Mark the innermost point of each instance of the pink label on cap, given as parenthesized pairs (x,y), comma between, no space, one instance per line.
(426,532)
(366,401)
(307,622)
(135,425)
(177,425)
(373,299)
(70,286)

------------------------------------------------------------

## To be done
Output the listing above again, line for line, with nothing changed.

## Solution to this task
Mark the innermost point of each instance of the pink label on cap, given as parenthesized pairs (x,y), comma between, no space, one instance per line.
(426,532)
(366,401)
(307,622)
(135,425)
(177,425)
(373,299)
(70,286)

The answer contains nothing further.